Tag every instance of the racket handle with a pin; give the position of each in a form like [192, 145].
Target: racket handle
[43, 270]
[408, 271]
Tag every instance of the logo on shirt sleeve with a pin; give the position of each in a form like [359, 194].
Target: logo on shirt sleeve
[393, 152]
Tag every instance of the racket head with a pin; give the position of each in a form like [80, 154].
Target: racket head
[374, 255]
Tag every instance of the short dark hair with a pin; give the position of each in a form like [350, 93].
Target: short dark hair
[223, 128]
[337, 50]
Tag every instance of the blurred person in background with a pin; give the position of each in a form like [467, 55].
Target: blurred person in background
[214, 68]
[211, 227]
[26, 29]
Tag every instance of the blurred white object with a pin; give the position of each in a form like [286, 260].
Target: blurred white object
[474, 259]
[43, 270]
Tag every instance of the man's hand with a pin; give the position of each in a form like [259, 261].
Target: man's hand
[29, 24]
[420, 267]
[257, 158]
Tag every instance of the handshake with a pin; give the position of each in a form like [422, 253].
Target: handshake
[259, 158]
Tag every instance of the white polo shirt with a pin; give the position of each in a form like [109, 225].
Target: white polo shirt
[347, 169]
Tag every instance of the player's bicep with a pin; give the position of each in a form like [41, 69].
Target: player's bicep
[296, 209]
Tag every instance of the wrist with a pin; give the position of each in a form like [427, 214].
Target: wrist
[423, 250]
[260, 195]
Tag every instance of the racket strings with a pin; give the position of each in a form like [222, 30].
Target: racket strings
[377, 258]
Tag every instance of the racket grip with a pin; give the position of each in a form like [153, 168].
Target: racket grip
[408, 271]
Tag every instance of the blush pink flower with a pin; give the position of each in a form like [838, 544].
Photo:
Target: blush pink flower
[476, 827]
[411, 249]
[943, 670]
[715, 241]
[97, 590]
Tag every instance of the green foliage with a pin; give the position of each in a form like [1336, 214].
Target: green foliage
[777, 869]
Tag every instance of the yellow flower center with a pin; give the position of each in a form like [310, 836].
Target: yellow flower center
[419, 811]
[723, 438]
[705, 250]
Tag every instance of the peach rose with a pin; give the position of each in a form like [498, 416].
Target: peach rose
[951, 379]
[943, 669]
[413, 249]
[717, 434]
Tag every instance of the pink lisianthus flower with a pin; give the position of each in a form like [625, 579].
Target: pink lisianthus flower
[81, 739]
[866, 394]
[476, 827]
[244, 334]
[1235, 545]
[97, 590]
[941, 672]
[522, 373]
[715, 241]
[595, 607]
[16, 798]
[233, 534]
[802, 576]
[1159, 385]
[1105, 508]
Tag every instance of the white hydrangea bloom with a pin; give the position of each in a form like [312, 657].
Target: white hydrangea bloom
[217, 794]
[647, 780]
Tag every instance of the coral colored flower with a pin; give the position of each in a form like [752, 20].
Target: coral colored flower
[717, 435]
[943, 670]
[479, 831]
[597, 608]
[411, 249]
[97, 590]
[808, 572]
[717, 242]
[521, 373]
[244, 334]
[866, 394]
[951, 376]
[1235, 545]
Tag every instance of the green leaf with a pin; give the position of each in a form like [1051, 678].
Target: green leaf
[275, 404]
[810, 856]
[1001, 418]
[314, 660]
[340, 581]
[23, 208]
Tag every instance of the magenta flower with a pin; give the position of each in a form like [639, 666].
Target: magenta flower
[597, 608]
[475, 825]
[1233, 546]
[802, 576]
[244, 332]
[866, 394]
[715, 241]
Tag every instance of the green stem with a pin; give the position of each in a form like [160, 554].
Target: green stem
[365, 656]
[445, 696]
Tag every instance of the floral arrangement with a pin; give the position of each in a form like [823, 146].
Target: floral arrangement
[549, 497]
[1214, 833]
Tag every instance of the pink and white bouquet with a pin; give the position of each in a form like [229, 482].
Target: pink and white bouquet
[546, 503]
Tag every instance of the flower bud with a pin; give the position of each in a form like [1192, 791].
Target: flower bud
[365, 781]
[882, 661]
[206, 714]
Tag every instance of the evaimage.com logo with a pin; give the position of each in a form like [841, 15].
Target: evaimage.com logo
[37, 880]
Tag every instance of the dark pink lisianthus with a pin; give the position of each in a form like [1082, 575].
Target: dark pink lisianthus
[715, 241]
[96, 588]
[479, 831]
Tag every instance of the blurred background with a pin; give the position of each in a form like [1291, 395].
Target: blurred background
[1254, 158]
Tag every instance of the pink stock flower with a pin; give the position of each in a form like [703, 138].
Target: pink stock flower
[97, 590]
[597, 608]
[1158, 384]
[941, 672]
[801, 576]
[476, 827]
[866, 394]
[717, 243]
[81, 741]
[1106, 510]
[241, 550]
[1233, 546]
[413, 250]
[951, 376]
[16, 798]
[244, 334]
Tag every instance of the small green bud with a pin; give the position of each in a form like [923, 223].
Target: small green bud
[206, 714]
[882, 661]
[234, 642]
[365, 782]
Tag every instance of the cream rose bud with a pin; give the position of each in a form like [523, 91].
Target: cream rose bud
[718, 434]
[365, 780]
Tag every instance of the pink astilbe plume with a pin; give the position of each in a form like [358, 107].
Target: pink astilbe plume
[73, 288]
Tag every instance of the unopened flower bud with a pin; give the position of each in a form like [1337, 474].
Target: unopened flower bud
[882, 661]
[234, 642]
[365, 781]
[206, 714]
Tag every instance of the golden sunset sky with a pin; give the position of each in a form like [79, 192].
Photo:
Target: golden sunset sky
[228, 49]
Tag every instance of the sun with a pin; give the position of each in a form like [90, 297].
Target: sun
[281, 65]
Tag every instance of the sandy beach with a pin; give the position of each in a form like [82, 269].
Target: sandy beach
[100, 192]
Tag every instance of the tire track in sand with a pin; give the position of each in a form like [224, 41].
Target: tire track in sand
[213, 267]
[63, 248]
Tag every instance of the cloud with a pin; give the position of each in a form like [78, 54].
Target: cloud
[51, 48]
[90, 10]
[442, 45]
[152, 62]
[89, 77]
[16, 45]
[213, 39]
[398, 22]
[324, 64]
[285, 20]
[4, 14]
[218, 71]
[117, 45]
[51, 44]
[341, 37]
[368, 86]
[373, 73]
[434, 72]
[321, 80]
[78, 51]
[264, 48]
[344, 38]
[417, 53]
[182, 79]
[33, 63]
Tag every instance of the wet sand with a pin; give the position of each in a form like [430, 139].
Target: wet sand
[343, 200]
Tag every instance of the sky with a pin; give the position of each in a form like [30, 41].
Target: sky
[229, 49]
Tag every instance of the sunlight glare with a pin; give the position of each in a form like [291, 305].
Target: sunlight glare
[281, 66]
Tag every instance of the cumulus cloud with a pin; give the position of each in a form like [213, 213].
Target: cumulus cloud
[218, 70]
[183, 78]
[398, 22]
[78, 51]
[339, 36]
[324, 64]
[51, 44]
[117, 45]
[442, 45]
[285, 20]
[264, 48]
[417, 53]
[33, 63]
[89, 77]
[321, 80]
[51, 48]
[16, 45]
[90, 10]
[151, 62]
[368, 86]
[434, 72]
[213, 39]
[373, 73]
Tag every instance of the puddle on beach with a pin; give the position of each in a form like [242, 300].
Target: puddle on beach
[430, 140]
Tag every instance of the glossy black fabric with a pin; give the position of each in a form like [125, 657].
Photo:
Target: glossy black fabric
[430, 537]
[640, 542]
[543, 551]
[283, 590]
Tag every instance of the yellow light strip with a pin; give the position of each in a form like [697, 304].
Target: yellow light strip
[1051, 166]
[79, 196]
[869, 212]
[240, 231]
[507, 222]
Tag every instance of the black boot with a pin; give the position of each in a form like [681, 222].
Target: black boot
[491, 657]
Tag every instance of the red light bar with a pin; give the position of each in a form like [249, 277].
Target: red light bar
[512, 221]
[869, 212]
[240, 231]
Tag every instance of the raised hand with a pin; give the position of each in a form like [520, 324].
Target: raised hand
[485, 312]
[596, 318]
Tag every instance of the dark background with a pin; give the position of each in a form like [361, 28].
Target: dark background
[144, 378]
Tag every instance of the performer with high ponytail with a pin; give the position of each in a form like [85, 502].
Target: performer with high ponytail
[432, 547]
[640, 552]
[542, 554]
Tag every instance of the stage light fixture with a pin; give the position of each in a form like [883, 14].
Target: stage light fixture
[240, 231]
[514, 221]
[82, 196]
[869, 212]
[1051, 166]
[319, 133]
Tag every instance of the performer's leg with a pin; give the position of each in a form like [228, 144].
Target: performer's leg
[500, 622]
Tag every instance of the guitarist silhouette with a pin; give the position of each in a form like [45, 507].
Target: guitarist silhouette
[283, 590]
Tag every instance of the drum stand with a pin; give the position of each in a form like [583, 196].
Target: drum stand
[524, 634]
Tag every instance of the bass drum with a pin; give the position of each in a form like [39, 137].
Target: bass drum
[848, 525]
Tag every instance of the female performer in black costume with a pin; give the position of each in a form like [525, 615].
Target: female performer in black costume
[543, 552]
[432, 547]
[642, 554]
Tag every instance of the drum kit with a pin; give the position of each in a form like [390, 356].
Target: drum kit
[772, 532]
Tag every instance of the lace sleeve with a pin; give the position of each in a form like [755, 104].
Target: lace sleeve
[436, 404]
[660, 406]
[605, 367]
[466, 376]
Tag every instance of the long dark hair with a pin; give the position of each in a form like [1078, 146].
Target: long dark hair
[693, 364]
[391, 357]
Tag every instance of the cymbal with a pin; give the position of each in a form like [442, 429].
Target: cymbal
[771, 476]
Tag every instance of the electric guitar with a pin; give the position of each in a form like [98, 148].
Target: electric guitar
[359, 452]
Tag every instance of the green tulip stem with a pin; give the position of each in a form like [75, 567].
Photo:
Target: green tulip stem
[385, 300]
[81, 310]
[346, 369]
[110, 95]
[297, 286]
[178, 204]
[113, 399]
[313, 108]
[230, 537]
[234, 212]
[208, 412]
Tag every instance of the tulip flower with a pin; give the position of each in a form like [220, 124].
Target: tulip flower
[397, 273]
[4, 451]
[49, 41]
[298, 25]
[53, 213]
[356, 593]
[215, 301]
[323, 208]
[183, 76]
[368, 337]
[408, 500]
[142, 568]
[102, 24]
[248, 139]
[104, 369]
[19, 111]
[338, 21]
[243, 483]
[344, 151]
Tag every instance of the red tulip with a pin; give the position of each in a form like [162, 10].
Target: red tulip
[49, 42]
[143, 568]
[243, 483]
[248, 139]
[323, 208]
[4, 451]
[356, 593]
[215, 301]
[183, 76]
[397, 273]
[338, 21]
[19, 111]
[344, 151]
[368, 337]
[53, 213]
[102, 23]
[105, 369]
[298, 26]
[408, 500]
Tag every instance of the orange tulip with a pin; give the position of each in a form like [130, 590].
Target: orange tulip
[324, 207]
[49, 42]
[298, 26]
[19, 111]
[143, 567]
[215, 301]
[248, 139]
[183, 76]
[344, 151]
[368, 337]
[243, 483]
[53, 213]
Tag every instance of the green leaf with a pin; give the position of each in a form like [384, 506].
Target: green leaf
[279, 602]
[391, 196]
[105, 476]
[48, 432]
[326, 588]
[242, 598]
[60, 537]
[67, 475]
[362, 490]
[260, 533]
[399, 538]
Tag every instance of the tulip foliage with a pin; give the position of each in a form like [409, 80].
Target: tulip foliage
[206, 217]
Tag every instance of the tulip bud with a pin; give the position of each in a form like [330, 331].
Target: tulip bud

══════════

**Given task**
Rewrite the part of the records that opens with the line containing "Tag every instance of the green stem" and closes with the line containing "[1254, 158]" as a Markdown table with the columns Row and Line, omitting any blank lines.

**Solution to this task**
| Row | Line |
|---|---|
| 1 | Tag every instance of the green stem with a pin; give the position of each in a form like [160, 554]. |
| 2 | Target: green stem |
| 3 | [365, 656] |
| 4 | [445, 696] |
| 5 | Tag every instance of the floral arrangement with a pin; give the position of each in a form like [823, 146]. |
| 6 | Target: floral arrangement |
| 7 | [549, 497] |
| 8 | [1214, 833] |
| 9 | Tag every instance of the pink and white bouquet with a pin; give the position of each in a form like [229, 482]. |
| 10 | Target: pink and white bouquet |
| 11 | [546, 503] |
| 12 | Tag every instance of the flower bud with a pin; give the position of each in a form like [1192, 791]. |
| 13 | Target: flower bud |
| 14 | [365, 781] |
| 15 | [882, 661] |
| 16 | [206, 714] |
| 17 | Tag every instance of the evaimage.com logo with a pin; give the position of each in a form like [841, 15]. |
| 18 | Target: evaimage.com logo |
| 19 | [37, 880] |
| 20 | Tag every instance of the dark pink lisianthus with a pin; give the position of each in a form like [1082, 575]. |
| 21 | Target: dark pink lisianthus |
| 22 | [715, 241] |
| 23 | [96, 588] |
| 24 | [479, 831] |
| 25 | Tag every instance of the blurred background with a pin; give the position of each in a form like [1291, 395]. |
| 26 | Target: blurred background |
| 27 | [1254, 158] |